> [Records]:

---+---

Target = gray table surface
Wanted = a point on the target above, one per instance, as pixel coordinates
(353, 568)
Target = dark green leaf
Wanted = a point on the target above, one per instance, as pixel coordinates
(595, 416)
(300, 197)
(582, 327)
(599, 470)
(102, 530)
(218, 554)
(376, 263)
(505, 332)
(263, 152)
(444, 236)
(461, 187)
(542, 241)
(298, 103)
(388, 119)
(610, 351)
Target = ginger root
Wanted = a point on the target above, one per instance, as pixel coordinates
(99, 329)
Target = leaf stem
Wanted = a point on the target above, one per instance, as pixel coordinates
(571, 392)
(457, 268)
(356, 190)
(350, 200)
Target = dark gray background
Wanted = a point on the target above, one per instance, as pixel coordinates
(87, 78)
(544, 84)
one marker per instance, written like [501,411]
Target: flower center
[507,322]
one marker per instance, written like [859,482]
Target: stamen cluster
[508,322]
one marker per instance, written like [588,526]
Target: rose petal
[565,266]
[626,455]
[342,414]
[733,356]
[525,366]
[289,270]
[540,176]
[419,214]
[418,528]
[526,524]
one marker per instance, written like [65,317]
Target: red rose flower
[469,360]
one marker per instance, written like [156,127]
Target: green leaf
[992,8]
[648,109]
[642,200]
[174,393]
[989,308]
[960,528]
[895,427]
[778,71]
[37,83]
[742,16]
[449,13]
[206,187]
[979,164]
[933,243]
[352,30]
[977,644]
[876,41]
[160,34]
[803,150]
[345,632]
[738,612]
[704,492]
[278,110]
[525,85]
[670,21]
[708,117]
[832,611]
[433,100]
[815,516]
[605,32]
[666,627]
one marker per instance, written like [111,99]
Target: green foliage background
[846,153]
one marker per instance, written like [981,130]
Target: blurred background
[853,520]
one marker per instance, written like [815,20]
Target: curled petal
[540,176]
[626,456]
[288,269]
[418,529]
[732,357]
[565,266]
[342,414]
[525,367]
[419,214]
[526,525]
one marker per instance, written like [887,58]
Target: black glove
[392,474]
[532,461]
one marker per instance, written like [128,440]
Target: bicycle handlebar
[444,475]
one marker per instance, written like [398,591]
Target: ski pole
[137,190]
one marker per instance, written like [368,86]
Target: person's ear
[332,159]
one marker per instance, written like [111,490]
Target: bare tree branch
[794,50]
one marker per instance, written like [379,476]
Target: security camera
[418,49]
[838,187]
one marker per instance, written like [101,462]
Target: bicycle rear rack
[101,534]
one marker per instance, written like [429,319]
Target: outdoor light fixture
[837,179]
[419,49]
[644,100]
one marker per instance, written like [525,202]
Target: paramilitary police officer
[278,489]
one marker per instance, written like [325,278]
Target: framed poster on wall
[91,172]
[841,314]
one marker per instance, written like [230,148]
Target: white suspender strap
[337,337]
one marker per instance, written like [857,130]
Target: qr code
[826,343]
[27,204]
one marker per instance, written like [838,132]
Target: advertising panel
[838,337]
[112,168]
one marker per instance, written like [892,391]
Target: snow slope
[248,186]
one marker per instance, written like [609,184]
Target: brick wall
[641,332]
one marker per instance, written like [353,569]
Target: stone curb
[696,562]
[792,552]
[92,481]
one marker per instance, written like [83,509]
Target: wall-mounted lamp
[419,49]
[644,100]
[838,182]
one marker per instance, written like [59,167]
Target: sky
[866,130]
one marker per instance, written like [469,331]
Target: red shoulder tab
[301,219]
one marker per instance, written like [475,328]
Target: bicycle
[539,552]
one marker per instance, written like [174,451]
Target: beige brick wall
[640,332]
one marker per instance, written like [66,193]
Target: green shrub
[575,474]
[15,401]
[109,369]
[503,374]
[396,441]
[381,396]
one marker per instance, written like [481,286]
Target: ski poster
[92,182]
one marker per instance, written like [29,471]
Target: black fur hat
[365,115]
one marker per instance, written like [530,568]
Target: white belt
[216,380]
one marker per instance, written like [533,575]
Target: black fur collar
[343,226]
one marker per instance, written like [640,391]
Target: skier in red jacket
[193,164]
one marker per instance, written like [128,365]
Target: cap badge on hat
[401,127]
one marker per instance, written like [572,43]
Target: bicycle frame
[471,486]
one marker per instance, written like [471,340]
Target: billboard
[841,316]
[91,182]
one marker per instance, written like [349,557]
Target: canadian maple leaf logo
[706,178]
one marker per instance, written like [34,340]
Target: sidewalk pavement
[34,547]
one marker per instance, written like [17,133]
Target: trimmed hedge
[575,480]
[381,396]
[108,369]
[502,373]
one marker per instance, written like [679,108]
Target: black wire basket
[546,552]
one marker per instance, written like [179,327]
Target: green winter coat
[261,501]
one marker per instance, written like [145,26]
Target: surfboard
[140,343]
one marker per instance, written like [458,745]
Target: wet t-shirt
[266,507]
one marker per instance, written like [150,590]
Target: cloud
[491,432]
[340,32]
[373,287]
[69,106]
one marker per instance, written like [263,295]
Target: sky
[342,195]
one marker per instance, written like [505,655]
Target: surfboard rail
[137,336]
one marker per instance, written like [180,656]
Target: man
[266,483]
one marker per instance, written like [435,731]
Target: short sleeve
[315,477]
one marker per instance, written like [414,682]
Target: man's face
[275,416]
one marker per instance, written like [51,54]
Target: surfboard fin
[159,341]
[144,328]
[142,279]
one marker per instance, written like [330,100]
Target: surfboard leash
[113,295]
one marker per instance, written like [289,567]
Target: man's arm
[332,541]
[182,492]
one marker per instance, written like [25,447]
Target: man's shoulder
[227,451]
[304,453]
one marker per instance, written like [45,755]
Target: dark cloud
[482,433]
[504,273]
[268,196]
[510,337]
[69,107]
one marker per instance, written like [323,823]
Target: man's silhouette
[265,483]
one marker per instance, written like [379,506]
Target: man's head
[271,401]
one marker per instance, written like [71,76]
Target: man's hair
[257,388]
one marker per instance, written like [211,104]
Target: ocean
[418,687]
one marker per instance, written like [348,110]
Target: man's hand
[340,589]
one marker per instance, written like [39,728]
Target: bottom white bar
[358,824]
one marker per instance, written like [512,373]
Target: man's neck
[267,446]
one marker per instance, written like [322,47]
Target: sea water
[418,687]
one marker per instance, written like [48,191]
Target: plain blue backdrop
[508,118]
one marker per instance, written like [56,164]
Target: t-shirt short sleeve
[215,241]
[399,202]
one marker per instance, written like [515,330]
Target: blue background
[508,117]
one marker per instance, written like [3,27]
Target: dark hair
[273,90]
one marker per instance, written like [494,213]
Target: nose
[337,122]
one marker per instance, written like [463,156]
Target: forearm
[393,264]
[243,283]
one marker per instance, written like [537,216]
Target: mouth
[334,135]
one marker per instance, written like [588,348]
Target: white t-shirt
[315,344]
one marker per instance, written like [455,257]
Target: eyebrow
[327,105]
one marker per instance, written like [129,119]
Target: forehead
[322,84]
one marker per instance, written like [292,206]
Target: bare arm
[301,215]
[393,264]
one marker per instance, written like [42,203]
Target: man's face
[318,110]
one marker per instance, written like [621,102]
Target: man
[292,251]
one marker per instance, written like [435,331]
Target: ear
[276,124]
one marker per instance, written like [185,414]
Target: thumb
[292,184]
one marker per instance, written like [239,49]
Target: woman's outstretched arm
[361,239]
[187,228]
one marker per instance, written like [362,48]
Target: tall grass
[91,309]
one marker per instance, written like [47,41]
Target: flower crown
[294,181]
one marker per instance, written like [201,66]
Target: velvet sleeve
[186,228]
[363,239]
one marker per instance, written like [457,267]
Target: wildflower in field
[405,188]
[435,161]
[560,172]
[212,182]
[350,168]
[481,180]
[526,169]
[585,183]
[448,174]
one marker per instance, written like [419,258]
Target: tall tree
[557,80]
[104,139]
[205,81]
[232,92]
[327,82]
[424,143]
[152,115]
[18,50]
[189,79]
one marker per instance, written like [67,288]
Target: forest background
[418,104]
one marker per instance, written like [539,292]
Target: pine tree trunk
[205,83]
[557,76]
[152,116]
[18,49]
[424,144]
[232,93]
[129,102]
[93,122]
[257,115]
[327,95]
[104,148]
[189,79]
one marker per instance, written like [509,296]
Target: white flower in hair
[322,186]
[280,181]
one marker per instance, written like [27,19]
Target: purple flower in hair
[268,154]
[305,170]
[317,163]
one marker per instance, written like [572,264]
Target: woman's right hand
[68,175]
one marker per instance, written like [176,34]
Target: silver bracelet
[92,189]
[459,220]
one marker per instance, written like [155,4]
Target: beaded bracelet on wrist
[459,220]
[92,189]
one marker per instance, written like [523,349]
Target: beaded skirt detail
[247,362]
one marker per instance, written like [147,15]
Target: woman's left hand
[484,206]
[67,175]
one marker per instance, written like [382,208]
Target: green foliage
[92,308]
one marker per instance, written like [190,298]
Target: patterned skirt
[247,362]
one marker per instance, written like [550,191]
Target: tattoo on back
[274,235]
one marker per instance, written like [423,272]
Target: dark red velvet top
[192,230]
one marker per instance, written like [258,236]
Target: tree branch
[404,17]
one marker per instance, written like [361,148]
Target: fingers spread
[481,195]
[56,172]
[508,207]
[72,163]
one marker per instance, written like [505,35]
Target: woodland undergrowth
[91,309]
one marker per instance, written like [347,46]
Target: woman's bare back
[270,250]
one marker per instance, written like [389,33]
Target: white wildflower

---+---

> [Aim]: Copy out the entries word for word, taking the stretch from the line that contains "one marker per instance, written like [550,191]" through the end of the entries.

> [Answer to this task]:
one marker per instance, written like [550,191]
Target: tattoo on back
[274,235]
one marker per instance, written like [423,272]
Target: dark red velvet top
[192,230]
one marker per instance, written like [258,236]
Target: tree branch
[404,17]
one marker per instance, written like [361,148]
Target: fingers spread
[481,195]
[56,172]
[508,207]
[72,163]
one marker per instance, written like [505,35]
Target: woodland undergrowth
[91,309]
one marker per instance, written like [347,46]
Target: woman's bare back
[270,250]
one marker per instance, written like [389,33]
Target: white wildflower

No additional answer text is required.